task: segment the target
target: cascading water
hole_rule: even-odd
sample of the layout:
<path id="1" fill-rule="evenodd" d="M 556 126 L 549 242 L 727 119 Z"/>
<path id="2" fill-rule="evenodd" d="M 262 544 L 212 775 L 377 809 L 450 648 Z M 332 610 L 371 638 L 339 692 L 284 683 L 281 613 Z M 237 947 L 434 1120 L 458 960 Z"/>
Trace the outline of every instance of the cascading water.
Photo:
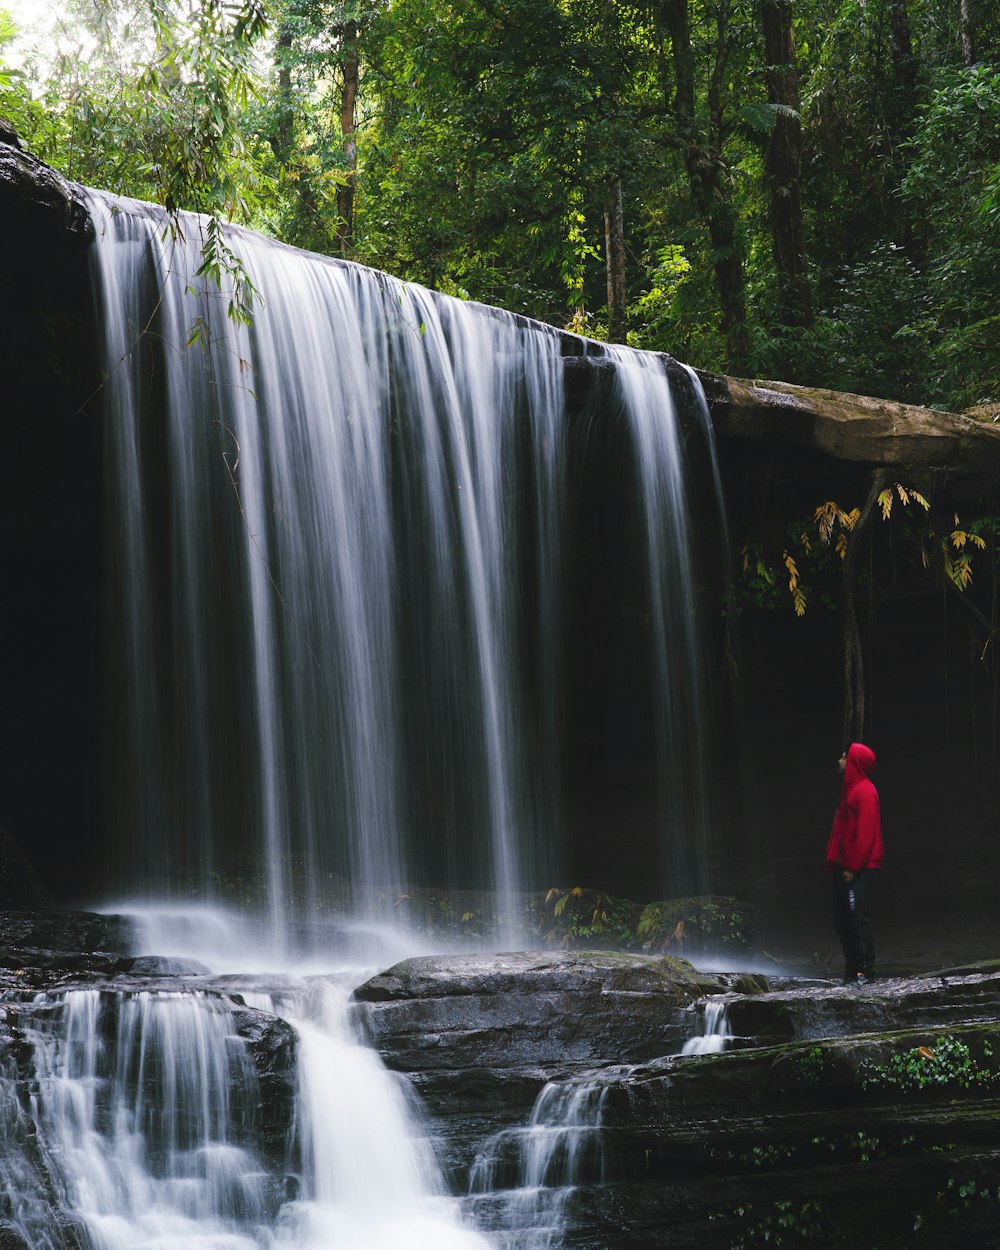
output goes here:
<path id="1" fill-rule="evenodd" d="M 77 990 L 26 1021 L 38 1148 L 98 1250 L 261 1244 L 274 1195 L 251 1146 L 256 1074 L 227 1012 L 193 993 Z M 20 1223 L 28 1245 L 61 1246 L 51 1211 Z"/>
<path id="2" fill-rule="evenodd" d="M 684 1043 L 684 1055 L 718 1055 L 732 1040 L 733 1030 L 726 1013 L 726 1004 L 708 999 L 702 1004 L 702 1029 Z"/>
<path id="3" fill-rule="evenodd" d="M 547 771 L 517 735 L 511 501 L 534 501 L 547 615 L 558 339 L 249 238 L 266 301 L 228 325 L 185 293 L 188 229 L 164 239 L 124 206 L 98 249 L 147 885 L 252 867 L 277 934 L 333 877 L 366 900 L 419 879 L 433 819 L 434 870 L 509 899 L 543 842 L 532 762 Z M 211 328 L 184 348 L 196 310 Z M 234 819 L 249 864 L 219 845 Z"/>
<path id="4" fill-rule="evenodd" d="M 0 1078 L 4 1244 L 487 1250 L 463 1225 L 402 1088 L 355 1039 L 348 990 L 317 978 L 246 999 L 298 1034 L 297 1123 L 272 1157 L 231 1001 L 92 989 L 17 1009 L 34 1093 L 29 1121 L 8 1097 L 14 1074 Z"/>
<path id="5" fill-rule="evenodd" d="M 504 1230 L 510 1250 L 559 1244 L 563 1209 L 581 1180 L 603 1179 L 601 1110 L 607 1085 L 599 1077 L 545 1086 L 526 1128 L 505 1129 L 487 1142 L 470 1177 L 468 1206 Z"/>
<path id="6" fill-rule="evenodd" d="M 91 205 L 119 884 L 265 900 L 275 946 L 292 914 L 485 889 L 510 940 L 517 892 L 565 871 L 566 336 L 242 232 L 264 298 L 237 324 L 199 219 Z M 659 358 L 607 360 L 676 894 L 708 824 L 687 451 Z"/>
<path id="7" fill-rule="evenodd" d="M 676 1062 L 719 1054 L 729 1045 L 724 999 L 700 1004 L 699 1023 L 701 1031 L 688 1038 Z M 509 1250 L 558 1250 L 574 1190 L 611 1179 L 604 1105 L 611 1082 L 632 1070 L 609 1068 L 547 1084 L 528 1124 L 494 1134 L 476 1158 L 466 1199 L 470 1218 L 503 1230 L 499 1244 Z"/>

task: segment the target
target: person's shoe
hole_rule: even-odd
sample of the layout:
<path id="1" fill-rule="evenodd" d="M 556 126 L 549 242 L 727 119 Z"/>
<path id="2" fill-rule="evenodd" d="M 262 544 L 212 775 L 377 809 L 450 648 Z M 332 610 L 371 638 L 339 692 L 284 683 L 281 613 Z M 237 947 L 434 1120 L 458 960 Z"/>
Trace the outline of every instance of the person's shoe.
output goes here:
<path id="1" fill-rule="evenodd" d="M 854 978 L 854 984 L 860 989 L 862 985 L 871 985 L 872 979 L 866 972 L 859 972 Z"/>

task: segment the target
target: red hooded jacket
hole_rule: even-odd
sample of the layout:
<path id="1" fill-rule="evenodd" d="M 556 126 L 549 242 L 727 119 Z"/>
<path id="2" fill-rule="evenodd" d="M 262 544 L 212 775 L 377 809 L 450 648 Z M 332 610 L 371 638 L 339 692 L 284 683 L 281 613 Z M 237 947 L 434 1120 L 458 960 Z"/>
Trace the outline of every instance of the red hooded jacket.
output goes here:
<path id="1" fill-rule="evenodd" d="M 861 742 L 847 748 L 847 766 L 840 788 L 840 804 L 826 847 L 827 868 L 878 868 L 882 863 L 882 821 L 878 791 L 869 780 L 875 752 Z"/>

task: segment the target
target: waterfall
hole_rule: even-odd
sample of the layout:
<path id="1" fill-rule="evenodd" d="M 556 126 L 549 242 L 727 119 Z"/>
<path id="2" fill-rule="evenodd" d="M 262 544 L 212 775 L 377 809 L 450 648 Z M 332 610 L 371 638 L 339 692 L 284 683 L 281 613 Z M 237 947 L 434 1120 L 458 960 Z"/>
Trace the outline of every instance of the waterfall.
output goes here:
<path id="1" fill-rule="evenodd" d="M 564 1232 L 564 1208 L 580 1183 L 603 1179 L 601 1077 L 550 1082 L 525 1128 L 504 1129 L 486 1143 L 470 1177 L 475 1218 L 504 1229 L 511 1250 L 554 1250 Z"/>
<path id="2" fill-rule="evenodd" d="M 726 1012 L 726 1004 L 716 999 L 708 999 L 700 1007 L 701 1032 L 689 1037 L 684 1043 L 681 1054 L 684 1055 L 718 1055 L 726 1049 L 732 1040 L 733 1030 Z"/>
<path id="3" fill-rule="evenodd" d="M 0 1233 L 31 1250 L 487 1250 L 403 1086 L 354 1037 L 348 995 L 327 978 L 246 992 L 298 1033 L 278 1158 L 231 1003 L 94 989 L 21 1005 L 33 1093 L 29 1116 L 0 1074 Z"/>
<path id="4" fill-rule="evenodd" d="M 193 993 L 76 990 L 27 1020 L 37 1148 L 96 1250 L 261 1245 L 273 1195 L 252 1147 L 257 1078 L 226 1011 Z M 27 1244 L 60 1250 L 52 1220 L 25 1212 Z"/>
<path id="5" fill-rule="evenodd" d="M 201 219 L 90 204 L 116 884 L 263 913 L 279 954 L 293 916 L 488 891 L 512 942 L 518 892 L 575 862 L 592 806 L 575 779 L 610 753 L 581 734 L 581 705 L 621 685 L 600 638 L 583 680 L 567 659 L 600 612 L 567 541 L 564 354 L 598 349 L 234 231 L 263 293 L 242 324 L 197 276 Z M 689 485 L 711 431 L 693 384 L 684 426 L 659 357 L 603 361 L 631 464 L 613 538 L 640 568 L 600 611 L 649 637 L 644 657 L 631 634 L 614 643 L 619 737 L 634 723 L 636 767 L 656 774 L 637 820 L 659 829 L 654 892 L 676 895 L 705 887 L 711 825 Z M 628 776 L 607 783 L 615 801 Z M 632 857 L 648 879 L 647 852 Z"/>

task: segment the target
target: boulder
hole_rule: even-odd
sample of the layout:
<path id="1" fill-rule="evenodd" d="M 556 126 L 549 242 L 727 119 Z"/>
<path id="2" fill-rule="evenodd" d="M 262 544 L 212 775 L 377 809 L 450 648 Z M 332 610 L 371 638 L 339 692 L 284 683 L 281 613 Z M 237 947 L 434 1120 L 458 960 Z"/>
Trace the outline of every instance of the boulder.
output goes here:
<path id="1" fill-rule="evenodd" d="M 80 188 L 21 147 L 9 122 L 0 118 L 0 206 L 13 232 L 27 232 L 56 244 L 84 244 L 94 237 Z M 8 234 L 10 246 L 13 233 Z"/>
<path id="2" fill-rule="evenodd" d="M 287 1020 L 239 1004 L 234 1005 L 233 1026 L 257 1071 L 258 1146 L 266 1159 L 283 1169 L 294 1139 L 298 1034 Z"/>
<path id="3" fill-rule="evenodd" d="M 408 959 L 354 993 L 386 1065 L 406 1073 L 460 1188 L 483 1142 L 523 1123 L 556 1075 L 676 1053 L 692 1004 L 725 988 L 684 960 L 612 952 Z"/>
<path id="4" fill-rule="evenodd" d="M 911 472 L 947 469 L 977 485 L 995 480 L 1000 468 L 1000 426 L 985 414 L 696 372 L 720 440 Z"/>
<path id="5" fill-rule="evenodd" d="M 679 1050 L 722 988 L 684 960 L 609 951 L 425 956 L 354 993 L 398 1071 L 594 1066 Z"/>
<path id="6" fill-rule="evenodd" d="M 129 971 L 127 916 L 84 911 L 0 912 L 0 988 L 52 988 Z"/>

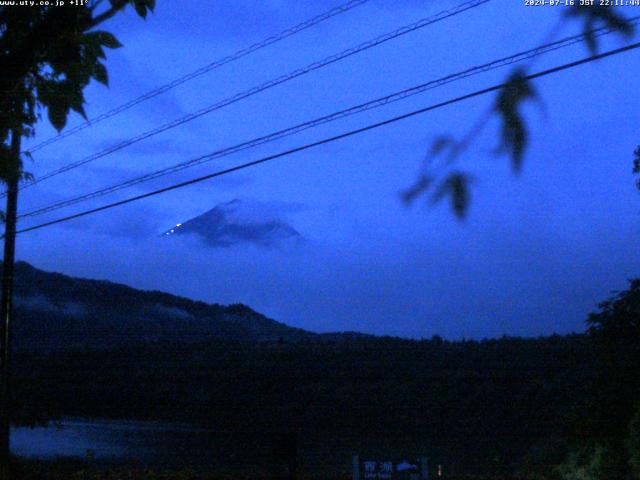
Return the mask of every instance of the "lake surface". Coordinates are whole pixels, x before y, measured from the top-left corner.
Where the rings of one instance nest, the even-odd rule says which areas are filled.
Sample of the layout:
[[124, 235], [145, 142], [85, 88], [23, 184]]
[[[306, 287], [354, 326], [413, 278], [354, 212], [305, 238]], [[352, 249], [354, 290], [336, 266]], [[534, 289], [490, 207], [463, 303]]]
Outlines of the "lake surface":
[[46, 427], [19, 427], [11, 431], [15, 455], [50, 460], [87, 458], [96, 462], [141, 466], [209, 466], [219, 435], [190, 425], [65, 418]]

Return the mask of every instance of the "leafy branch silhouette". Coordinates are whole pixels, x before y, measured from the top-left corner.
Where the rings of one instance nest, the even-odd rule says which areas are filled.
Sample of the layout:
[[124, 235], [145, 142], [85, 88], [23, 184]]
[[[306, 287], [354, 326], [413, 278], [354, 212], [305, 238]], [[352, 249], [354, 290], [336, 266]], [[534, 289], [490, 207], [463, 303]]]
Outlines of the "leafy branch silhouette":
[[[635, 34], [633, 23], [610, 7], [573, 6], [564, 14], [563, 19], [565, 18], [582, 22], [585, 44], [592, 54], [598, 51], [599, 37], [595, 34], [595, 30], [600, 27], [610, 28], [626, 39]], [[471, 199], [472, 177], [460, 168], [444, 173], [439, 171], [443, 168], [451, 169], [493, 116], [497, 117], [500, 123], [500, 145], [495, 153], [507, 154], [510, 157], [515, 174], [522, 171], [525, 152], [529, 145], [529, 131], [522, 108], [527, 101], [541, 100], [526, 78], [530, 67], [531, 63], [511, 71], [503, 87], [498, 91], [493, 107], [480, 117], [461, 140], [446, 134], [439, 135], [433, 140], [423, 171], [410, 187], [401, 192], [401, 199], [405, 204], [412, 204], [420, 197], [427, 197], [431, 204], [448, 198], [455, 216], [460, 220], [464, 219]], [[444, 159], [444, 161], [436, 164], [438, 159]], [[636, 150], [634, 173], [640, 174], [640, 147]], [[637, 181], [637, 186], [640, 188], [640, 179]]]
[[[96, 28], [128, 6], [144, 18], [155, 0], [0, 9], [0, 181], [33, 179], [22, 158], [11, 154], [9, 139], [33, 136], [45, 110], [58, 131], [71, 111], [87, 118], [84, 89], [92, 80], [108, 85], [105, 49], [122, 46]], [[26, 152], [22, 156], [30, 158]]]

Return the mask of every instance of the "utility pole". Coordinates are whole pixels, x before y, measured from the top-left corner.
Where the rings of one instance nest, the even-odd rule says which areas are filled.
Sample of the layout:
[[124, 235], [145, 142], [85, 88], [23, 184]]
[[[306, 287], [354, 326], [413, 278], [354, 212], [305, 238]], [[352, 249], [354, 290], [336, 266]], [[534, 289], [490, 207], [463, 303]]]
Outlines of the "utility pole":
[[13, 321], [13, 265], [16, 251], [16, 216], [18, 211], [18, 180], [20, 178], [20, 129], [11, 131], [11, 152], [8, 158], [7, 209], [5, 212], [4, 259], [2, 268], [2, 298], [0, 308], [0, 480], [9, 478], [11, 426], [11, 323]]

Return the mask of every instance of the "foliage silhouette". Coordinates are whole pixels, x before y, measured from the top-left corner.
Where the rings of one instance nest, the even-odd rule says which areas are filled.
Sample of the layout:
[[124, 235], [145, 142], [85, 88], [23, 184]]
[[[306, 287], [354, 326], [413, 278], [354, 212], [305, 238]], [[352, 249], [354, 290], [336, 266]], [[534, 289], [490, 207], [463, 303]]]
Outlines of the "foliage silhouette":
[[594, 341], [591, 402], [575, 422], [573, 451], [559, 469], [566, 480], [638, 478], [640, 279], [599, 305], [587, 321]]
[[[634, 25], [610, 6], [568, 6], [563, 18], [582, 22], [585, 43], [592, 54], [598, 51], [599, 37], [595, 34], [595, 31], [599, 27], [611, 28], [614, 32], [627, 39], [635, 34]], [[505, 86], [498, 92], [494, 107], [489, 112], [497, 116], [500, 122], [499, 136], [501, 145], [498, 153], [507, 153], [509, 155], [511, 165], [516, 174], [522, 170], [524, 154], [529, 144], [527, 122], [522, 115], [521, 108], [527, 100], [537, 98], [530, 82], [525, 80], [526, 75], [527, 68], [513, 70], [508, 76]], [[482, 115], [461, 140], [455, 140], [450, 135], [437, 136], [432, 142], [427, 158], [433, 160], [444, 151], [448, 151], [446, 162], [440, 167], [451, 166], [475, 140], [490, 116], [486, 113]], [[640, 167], [636, 165], [636, 169], [640, 170]], [[431, 200], [440, 201], [447, 197], [442, 192], [449, 192], [453, 212], [459, 219], [463, 219], [468, 210], [470, 200], [469, 182], [465, 178], [460, 169], [453, 173], [436, 175], [432, 165], [427, 165], [425, 171], [418, 176], [414, 184], [401, 192], [401, 198], [405, 204], [410, 204], [433, 189], [436, 194], [431, 195]], [[458, 188], [453, 189], [451, 185], [457, 185]], [[638, 181], [638, 187], [640, 188], [640, 180]], [[458, 193], [456, 194], [456, 192]]]
[[322, 462], [348, 470], [354, 452], [416, 451], [449, 472], [499, 473], [516, 468], [533, 442], [560, 434], [559, 419], [591, 395], [586, 335], [451, 342], [313, 334], [243, 305], [24, 263], [16, 275], [24, 330], [15, 398], [25, 423], [194, 422], [218, 432], [216, 451], [231, 463], [243, 451], [267, 461], [271, 432], [296, 432], [305, 471]]
[[582, 20], [582, 30], [587, 34], [587, 47], [594, 54], [598, 52], [598, 38], [593, 34], [596, 28], [601, 26], [608, 27], [627, 38], [631, 38], [635, 33], [633, 25], [610, 6], [593, 5], [584, 7], [574, 5], [567, 10], [565, 15]]
[[110, 0], [90, 6], [3, 7], [0, 9], [0, 178], [22, 173], [22, 162], [11, 158], [11, 132], [32, 136], [46, 110], [62, 130], [70, 111], [86, 118], [84, 88], [91, 80], [108, 84], [105, 49], [119, 48], [109, 32], [96, 30], [127, 5], [146, 17], [155, 0]]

---+---

Problem statement:
Check each line of the records for the word "boulder" and extract those that contain it.

Response area:
target: boulder
Trace the outline of every instance of the boulder.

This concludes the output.